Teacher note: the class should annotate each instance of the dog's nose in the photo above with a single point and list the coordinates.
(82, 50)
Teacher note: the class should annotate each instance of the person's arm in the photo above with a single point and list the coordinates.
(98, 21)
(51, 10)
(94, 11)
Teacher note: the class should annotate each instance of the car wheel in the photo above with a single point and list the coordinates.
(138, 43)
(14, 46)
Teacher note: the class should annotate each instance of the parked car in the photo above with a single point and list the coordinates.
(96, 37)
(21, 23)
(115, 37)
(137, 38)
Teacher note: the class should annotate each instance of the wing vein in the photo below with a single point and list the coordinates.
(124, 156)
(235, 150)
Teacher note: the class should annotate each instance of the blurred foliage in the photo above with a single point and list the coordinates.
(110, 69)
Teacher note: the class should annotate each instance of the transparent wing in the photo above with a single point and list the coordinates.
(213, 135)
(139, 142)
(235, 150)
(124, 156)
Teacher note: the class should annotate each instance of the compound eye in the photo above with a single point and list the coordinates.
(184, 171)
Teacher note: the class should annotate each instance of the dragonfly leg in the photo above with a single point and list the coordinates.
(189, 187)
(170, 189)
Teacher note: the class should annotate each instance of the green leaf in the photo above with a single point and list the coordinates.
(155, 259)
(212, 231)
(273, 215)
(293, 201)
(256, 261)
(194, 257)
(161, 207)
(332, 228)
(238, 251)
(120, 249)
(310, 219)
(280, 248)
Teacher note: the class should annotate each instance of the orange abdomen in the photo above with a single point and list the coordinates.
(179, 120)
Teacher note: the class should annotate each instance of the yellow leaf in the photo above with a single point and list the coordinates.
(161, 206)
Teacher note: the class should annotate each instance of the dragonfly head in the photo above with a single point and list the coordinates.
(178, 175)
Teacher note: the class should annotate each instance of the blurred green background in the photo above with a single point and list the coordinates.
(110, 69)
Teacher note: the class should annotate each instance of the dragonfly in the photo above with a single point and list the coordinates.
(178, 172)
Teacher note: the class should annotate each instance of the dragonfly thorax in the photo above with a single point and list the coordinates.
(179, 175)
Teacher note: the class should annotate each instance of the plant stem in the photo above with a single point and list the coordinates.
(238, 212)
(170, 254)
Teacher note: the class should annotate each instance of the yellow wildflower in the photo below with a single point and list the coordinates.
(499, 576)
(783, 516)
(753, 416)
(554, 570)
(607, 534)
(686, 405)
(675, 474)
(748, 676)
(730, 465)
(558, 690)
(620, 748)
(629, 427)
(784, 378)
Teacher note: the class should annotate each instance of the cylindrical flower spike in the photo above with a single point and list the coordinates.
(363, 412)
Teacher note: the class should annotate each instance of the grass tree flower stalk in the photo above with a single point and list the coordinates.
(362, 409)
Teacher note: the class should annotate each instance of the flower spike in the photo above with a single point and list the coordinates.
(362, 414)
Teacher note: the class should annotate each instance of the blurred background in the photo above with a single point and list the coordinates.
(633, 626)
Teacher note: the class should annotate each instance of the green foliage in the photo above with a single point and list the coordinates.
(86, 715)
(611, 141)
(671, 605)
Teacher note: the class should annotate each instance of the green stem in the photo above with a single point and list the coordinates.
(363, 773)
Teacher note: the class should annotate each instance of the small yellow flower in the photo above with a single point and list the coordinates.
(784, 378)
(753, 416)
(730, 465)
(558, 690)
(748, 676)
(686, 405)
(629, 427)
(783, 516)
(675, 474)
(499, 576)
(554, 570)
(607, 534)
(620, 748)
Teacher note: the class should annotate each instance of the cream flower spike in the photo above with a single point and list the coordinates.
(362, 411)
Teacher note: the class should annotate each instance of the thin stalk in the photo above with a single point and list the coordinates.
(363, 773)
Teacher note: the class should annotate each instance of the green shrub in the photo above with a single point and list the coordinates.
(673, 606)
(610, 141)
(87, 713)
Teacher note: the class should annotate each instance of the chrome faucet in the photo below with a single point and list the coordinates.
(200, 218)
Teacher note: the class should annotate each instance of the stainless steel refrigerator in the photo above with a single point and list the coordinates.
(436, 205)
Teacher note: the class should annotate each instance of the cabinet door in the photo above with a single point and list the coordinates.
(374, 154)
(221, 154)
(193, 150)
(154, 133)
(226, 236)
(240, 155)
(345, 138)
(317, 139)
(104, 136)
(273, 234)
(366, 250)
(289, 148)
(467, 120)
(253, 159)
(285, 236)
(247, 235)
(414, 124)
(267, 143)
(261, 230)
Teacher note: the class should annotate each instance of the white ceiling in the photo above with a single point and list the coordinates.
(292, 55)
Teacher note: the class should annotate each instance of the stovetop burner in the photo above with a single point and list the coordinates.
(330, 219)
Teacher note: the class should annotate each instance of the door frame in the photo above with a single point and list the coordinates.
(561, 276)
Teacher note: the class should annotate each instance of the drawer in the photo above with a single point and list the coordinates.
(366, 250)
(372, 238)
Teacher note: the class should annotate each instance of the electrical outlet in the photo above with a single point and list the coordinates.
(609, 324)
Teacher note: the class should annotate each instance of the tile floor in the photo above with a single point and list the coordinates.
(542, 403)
..........
Aim of the exercise – Using the listing above, retype each line exactly.

Expected output –
Teacher note: the class should annotate each instance of the dog's nose in the photo above with a single point and list the coordinates.
(82, 50)
Teacher note: the class should annotate each instance of the person's arm in the photo above with a single point and list the coordinates.
(98, 21)
(51, 10)
(94, 11)
Teacher note: the class should annotate each instance of the car wheel in the photo above with a single point and list the coordinates.
(138, 43)
(14, 46)
Teacher note: the class should annotate each instance of the parked car in the photo above with a single point and list the coordinates.
(96, 37)
(21, 23)
(115, 37)
(137, 38)
Teacher note: the class should annotate each instance of the wing vein in the photo below with a single point and list the coordinates.
(124, 156)
(235, 150)
Teacher note: the class should annotate each instance of the blurred foliage in the photo above with a single point and list the coordinates.
(110, 69)
Teacher note: the class should annotate each instance of the transparent wing in the photo above with a single point and list the coordinates.
(213, 135)
(139, 142)
(235, 150)
(124, 156)
Teacher note: the class should annotate each instance of the compound eye in the photo above with a single point and list the coordinates.
(184, 171)
Teacher note: the class should annotate each instance of the dragonfly leg in the photo above with a single point and list the coordinates.
(189, 187)
(170, 189)
Teacher note: the class should annotate each instance of the green leaf in the photo above with a single point and list the coordinates.
(155, 259)
(212, 231)
(273, 215)
(293, 201)
(256, 261)
(194, 257)
(161, 207)
(332, 228)
(238, 251)
(120, 249)
(310, 219)
(280, 248)
Teacher note: the class should annotate each instance of the orange abdomen in the photo above with a single point and list the coordinates.
(179, 120)
Teacher note: the class should annotate each instance of the yellow leaf in the photo above with a single point and list the coordinates.
(161, 206)
Teacher note: the class should annotate each instance of the dragonfly head in the photo above with a single point and list the coordinates.
(178, 175)
Teacher note: the class should annotate each instance of the blurred green background in the photo above with a single point and list the coordinates.
(110, 69)
Teacher note: the class should annotate each instance of the dragonfly in the photo above with a single point and list the coordinates.
(178, 172)
Teacher note: the class should annotate each instance of the dragonfly thorax in the photo above with a single point and list the coordinates.
(179, 175)
Teacher note: the class should annotate each instance of the plant stem in the photo above with a single point and list the coordinates.
(238, 212)
(170, 254)
Teacher note: the class should annotate each instance of the yellow wildflower in the photo below with a single point and list the coordinates.
(499, 576)
(783, 516)
(753, 416)
(554, 570)
(607, 534)
(686, 405)
(675, 474)
(748, 676)
(730, 465)
(558, 690)
(620, 748)
(629, 427)
(784, 378)
Teacher note: the class should annotate each instance of the cylindrical flower spike in the photo above with a single point and list the coordinates.
(363, 412)
Teacher note: the class should annotate each instance of the grass tree flower stalk in the photo above with a single point and list the coordinates.
(362, 409)
Teacher note: the class should annotate each instance of the flower spike in the photo above with a single point and list the coordinates.
(362, 414)
Teacher note: the class should annotate each instance of the blurred background in the photo above with a single point and list the coordinates.
(633, 626)
Teacher note: the class should annotate each instance of the green foliage in the photo above with a single point and list the coordinates.
(86, 715)
(611, 141)
(671, 605)
Teacher note: the class should annotate each instance of the green stem in the photo above with a single point and list the coordinates.
(363, 773)
Teacher note: the class should annotate each instance of the small yellow flower in the photo above with a single point and list the coordinates.
(784, 378)
(753, 416)
(730, 465)
(558, 690)
(748, 676)
(686, 405)
(629, 427)
(783, 516)
(675, 474)
(499, 576)
(554, 570)
(607, 534)
(620, 748)
Teacher note: the class should annotate each instance of the cream flower spike in the photo above with a single point and list the coordinates.
(362, 411)
Teacher note: the class should annotate each instance of the thin stalk in the photo above with a single point and list the coordinates.
(363, 773)
Teacher note: the class should annotate each instance of the green shrub in the photo above with a single point and list the coordinates.
(673, 606)
(610, 141)
(87, 713)
Teacher note: the class should annotate each instance of the chrome faucet in the photo below with a single point and list the coordinates.
(200, 218)
Teacher note: the class should annotate each instance of the stainless steel refrigerator in the photo above with a single point and list the coordinates.
(436, 205)
Teacher note: the class should annotate each instance of the cabinet door in the photo above with a single point and list the coordinates.
(374, 154)
(221, 154)
(193, 150)
(154, 133)
(226, 236)
(240, 155)
(345, 138)
(317, 139)
(104, 136)
(273, 234)
(366, 250)
(289, 148)
(467, 120)
(253, 159)
(285, 236)
(247, 235)
(414, 124)
(267, 143)
(261, 230)
Teacher note: the class should annotate each instance of the white ceiling in the photo above with a single point and list the coordinates.
(292, 55)
Teacher note: the class should annotate each instance of the stovetop burner in the photo above with a single point and list the coordinates.
(330, 219)
Teacher note: the class should annotate each instance of the door frame in the photo above with a single point and list the coordinates.
(561, 276)
Teacher note: the class should annotate each instance of the drawer in the photo above with a single point and list the coordinates.
(366, 250)
(372, 238)
Teacher note: the class should annotate each instance of the electrical outlet in the photo above with a single point and list the coordinates.
(609, 324)
Teacher note: the class should annotate each instance of the tile floor in the photo above with a single point and list the coordinates.
(542, 403)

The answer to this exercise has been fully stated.